What is needed is a copy of each line in the listing below that contains "asphalt".

● **RAW DATA**
══════════════════════════════
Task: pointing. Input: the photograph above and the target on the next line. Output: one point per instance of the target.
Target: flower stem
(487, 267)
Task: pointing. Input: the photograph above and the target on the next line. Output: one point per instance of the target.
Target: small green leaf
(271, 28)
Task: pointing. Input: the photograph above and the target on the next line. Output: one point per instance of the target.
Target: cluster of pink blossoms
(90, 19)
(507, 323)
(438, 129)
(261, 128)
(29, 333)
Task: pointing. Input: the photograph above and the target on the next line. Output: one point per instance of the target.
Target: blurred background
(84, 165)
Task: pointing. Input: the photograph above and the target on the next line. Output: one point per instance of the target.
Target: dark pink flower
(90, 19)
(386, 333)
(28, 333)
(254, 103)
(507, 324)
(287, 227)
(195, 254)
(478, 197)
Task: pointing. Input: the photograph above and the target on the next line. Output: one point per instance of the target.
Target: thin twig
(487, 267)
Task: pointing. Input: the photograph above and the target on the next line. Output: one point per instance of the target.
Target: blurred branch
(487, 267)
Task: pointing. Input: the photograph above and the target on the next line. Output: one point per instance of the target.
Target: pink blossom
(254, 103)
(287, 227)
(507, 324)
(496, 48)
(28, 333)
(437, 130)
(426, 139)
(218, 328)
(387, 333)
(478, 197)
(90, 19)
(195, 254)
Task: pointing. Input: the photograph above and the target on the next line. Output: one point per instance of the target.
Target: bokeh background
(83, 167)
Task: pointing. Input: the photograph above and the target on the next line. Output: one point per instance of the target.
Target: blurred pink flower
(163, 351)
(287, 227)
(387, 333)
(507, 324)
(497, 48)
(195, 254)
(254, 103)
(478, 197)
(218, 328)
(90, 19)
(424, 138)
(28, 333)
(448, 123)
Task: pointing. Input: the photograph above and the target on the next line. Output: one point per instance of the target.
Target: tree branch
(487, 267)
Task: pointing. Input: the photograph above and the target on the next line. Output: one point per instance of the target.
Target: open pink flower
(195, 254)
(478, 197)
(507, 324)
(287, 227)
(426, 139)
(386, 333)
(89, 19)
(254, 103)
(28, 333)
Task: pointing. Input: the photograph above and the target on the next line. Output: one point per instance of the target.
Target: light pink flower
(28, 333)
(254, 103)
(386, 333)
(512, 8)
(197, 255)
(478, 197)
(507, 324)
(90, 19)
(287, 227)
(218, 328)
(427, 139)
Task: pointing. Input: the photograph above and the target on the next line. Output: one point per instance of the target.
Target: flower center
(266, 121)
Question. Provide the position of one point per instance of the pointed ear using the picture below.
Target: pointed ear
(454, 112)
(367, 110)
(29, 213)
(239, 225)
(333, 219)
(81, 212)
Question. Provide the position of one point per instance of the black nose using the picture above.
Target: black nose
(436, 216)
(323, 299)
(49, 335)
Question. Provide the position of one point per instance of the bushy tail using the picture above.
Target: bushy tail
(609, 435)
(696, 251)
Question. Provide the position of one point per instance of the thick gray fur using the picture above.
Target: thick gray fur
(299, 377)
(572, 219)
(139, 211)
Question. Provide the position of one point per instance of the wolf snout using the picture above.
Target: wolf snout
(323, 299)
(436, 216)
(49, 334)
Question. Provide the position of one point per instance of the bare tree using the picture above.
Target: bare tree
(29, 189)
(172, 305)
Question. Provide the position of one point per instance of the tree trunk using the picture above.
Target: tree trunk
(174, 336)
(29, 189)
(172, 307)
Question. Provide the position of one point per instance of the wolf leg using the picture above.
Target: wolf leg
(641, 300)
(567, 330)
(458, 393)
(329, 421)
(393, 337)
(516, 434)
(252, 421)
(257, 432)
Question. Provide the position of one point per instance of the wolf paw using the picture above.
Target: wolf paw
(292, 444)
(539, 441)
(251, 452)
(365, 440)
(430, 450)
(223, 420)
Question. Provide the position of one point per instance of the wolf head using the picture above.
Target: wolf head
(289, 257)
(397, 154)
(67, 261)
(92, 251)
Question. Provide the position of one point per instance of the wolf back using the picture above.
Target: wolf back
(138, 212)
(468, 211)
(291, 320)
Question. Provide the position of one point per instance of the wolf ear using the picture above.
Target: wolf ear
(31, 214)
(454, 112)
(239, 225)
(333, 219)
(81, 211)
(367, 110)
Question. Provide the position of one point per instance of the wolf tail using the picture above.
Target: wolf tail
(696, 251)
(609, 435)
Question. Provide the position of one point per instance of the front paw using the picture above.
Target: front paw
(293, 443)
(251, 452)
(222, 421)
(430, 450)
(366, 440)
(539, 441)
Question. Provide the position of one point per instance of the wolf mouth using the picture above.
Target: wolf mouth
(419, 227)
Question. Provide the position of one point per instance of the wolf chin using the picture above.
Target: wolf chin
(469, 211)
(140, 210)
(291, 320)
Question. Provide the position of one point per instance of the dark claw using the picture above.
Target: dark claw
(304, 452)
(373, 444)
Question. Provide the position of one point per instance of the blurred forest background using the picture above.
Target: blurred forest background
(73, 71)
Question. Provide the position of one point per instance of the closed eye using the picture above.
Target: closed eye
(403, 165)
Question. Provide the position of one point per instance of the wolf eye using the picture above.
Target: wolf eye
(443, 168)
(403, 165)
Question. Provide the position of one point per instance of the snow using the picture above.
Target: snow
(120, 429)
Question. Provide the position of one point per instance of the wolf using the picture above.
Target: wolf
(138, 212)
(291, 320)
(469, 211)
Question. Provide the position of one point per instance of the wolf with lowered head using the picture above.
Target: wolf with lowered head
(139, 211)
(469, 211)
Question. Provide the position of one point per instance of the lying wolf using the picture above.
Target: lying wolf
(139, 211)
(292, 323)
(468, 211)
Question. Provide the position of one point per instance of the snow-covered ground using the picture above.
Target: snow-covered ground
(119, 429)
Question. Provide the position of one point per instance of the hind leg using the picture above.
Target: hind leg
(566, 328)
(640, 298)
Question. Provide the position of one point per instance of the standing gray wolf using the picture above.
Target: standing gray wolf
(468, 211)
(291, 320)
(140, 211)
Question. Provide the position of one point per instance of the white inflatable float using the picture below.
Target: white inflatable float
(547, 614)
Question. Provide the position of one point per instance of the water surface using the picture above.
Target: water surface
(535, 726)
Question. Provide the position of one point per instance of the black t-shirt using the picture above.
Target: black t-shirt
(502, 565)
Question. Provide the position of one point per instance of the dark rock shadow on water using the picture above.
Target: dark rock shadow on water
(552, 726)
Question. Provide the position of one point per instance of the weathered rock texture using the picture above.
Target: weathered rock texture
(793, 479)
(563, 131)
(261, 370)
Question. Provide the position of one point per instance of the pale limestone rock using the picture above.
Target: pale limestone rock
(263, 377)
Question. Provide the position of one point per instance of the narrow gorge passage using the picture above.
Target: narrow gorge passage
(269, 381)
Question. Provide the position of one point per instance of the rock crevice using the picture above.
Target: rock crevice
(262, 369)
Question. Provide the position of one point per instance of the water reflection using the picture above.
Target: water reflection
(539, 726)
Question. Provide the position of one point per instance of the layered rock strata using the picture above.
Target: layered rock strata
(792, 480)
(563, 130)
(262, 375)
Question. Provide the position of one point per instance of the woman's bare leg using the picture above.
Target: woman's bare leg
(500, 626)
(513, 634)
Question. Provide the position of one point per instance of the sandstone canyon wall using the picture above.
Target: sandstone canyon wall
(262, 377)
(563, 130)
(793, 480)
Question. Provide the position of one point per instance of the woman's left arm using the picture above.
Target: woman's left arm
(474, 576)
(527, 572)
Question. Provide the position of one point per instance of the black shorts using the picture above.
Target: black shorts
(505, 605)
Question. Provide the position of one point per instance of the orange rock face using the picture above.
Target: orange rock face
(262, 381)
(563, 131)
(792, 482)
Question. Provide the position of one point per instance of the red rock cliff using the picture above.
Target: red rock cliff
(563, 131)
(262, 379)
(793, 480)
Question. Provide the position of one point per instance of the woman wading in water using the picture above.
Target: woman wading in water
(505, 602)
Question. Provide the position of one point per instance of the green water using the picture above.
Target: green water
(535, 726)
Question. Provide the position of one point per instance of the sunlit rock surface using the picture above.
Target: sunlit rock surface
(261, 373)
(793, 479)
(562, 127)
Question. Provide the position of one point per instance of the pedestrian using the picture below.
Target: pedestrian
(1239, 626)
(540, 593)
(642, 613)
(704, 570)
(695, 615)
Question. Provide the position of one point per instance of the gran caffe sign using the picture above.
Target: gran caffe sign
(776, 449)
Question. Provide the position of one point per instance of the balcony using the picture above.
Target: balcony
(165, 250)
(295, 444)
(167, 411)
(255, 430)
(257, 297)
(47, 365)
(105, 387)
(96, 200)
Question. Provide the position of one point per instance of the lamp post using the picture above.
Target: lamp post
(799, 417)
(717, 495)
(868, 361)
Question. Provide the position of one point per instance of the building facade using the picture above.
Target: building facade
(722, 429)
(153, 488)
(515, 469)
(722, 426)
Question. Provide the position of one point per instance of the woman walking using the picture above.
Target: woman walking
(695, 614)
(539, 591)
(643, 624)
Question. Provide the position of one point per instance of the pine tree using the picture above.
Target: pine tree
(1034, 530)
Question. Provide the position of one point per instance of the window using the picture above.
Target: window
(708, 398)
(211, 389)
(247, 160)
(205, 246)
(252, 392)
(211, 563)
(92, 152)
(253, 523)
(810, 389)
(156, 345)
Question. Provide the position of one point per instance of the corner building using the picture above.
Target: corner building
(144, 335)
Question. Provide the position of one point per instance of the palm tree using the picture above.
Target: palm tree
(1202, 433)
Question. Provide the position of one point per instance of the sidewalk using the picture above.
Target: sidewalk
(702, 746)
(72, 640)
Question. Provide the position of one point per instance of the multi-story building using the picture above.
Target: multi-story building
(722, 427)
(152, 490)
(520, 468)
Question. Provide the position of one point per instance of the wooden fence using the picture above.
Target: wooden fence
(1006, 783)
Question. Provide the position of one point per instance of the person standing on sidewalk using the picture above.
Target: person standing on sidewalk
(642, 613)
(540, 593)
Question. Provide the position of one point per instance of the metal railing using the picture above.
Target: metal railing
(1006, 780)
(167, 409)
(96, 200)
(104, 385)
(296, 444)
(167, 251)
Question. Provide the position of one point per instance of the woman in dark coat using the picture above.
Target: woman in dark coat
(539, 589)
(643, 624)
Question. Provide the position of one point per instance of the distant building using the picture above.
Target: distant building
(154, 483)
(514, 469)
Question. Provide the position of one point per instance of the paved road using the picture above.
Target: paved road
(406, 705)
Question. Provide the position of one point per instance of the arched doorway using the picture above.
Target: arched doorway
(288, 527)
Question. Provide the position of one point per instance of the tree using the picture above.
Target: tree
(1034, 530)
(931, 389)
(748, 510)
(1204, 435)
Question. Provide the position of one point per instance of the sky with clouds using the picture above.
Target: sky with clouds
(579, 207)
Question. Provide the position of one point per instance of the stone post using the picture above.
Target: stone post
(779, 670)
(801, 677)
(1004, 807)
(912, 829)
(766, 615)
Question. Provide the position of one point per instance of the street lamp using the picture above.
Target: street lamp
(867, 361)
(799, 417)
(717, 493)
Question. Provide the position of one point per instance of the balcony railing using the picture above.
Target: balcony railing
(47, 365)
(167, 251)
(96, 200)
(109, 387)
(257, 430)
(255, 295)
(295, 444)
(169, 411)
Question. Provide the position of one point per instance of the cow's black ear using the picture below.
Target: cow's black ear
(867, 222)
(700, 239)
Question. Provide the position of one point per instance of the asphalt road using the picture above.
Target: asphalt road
══════════════════════════════
● **REPLY TO THE TASK**
Question. Provide the position of one point per instance of the asphalt road using the picture above.
Target: asphalt road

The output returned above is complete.